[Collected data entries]
===

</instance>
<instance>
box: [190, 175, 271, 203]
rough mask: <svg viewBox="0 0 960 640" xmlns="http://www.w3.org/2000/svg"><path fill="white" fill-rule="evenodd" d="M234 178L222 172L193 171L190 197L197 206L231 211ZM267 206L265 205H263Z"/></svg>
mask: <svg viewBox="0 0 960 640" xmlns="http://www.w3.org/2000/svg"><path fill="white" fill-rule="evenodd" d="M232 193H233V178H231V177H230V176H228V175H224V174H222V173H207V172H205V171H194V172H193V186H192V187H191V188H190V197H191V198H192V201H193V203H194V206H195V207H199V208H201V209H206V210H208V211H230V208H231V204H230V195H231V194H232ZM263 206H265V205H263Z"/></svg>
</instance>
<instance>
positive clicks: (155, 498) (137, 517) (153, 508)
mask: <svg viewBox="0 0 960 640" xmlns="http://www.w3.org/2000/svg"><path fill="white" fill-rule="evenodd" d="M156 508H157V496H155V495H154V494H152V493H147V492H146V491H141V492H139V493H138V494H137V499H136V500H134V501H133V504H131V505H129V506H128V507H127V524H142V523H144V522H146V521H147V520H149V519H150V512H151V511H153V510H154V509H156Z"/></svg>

===

▸ Aim of the task
A complete, exact transcription of the data above is the required answer.

▸ Completed task
</instance>
<instance>
box: [190, 175, 271, 203]
rough mask: <svg viewBox="0 0 960 640" xmlns="http://www.w3.org/2000/svg"><path fill="white" fill-rule="evenodd" d="M234 178L222 172L193 171L190 197L197 206L231 211ZM267 206L265 205H263Z"/></svg>
mask: <svg viewBox="0 0 960 640" xmlns="http://www.w3.org/2000/svg"><path fill="white" fill-rule="evenodd" d="M232 193H233V178H231V177H230V176H228V175H224V174H222V173H207V172H205V171H194V172H193V186H192V187H191V188H190V197H191V198H192V201H193V203H194V206H195V207H199V208H201V209H206V210H208V211H230V208H231V204H230V195H231V194H232ZM263 206H265V205H263Z"/></svg>
</instance>
<instance>
positive clicks: (155, 498) (137, 517) (153, 508)
mask: <svg viewBox="0 0 960 640" xmlns="http://www.w3.org/2000/svg"><path fill="white" fill-rule="evenodd" d="M156 508H157V496H155V495H154V494H152V493H147V492H146V491H141V492H139V493H138V494H137V499H136V500H134V501H133V504H131V505H129V506H128V507H127V524H142V523H144V522H146V521H147V520H149V519H150V512H151V511H153V510H154V509H156Z"/></svg>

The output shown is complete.